» **Quoted passage**
:::
The Perfect Turkey (Or Why You Should Never Knock Martha)
My mom has been making the same Thanksgiving turkey recipe since I was in middle school. It isn’t a family recipe that was handed down through the generations. Neither of my grandmothers have ever been good cooks, and I doubt that either ever took much pride in the annual roasting of the bird. But in a way, my grandma, Trader Joanna, is responsible for introducing the recipe into the annals of our family tradition. It all began one Thanksgiving morning when Trader Joanna and I were sitting on the curved leather couch in the family room of our beach house on the Oregon coast. We had been watching the Macy’s parade on TV. After the last float went by, Trader Joanna scanned the channels, stopping when she reached the Martha Stewart show. Despite not being a cook, Trader Joanna had always valued the hostess-with-the-mostest skills Martha Stewart imparted. Like Martha, Trader Joanna has also made a name as a savvy businesswoman, although her empire extends roughly to the borders of the town of Cannon Beach (plus a few pocket fiefdoms in Portland).
:::
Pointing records

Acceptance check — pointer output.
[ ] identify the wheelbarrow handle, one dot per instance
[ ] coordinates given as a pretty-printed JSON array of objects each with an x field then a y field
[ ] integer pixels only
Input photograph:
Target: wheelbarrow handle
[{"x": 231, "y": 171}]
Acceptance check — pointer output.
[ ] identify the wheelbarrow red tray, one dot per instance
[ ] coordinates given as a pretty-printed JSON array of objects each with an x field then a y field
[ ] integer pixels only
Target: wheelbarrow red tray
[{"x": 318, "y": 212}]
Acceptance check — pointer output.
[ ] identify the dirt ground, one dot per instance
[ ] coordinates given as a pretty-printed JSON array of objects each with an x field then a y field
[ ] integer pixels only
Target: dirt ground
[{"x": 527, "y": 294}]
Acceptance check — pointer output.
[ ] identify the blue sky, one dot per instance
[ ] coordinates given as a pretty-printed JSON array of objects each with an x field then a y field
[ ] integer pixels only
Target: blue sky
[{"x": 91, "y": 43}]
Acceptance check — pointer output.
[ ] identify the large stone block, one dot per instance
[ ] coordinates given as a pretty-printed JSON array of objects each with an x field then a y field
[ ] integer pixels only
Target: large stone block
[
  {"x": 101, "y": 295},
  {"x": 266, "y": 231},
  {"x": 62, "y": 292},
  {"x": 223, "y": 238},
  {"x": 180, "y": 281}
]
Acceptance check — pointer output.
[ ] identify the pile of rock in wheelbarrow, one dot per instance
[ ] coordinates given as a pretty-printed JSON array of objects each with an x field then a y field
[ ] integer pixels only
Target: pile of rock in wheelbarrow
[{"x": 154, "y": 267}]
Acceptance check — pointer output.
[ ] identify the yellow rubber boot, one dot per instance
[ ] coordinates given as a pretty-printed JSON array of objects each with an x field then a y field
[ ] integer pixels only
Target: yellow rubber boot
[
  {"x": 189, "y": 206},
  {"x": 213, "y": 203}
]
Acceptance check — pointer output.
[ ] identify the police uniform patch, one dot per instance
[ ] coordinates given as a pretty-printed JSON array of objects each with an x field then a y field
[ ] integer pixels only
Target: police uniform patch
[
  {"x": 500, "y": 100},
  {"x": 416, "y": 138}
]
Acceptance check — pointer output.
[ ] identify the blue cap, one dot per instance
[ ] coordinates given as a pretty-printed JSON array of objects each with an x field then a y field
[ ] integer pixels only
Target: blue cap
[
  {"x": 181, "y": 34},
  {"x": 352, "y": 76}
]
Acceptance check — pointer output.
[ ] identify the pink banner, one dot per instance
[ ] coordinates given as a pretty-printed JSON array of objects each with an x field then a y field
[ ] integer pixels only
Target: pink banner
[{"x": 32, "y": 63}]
:::
» **Work to do**
In the Thanksgiving turkey passage, which show did Trader Joanna stop on after the parade ended?

» **Task response**
The Martha Stewart show.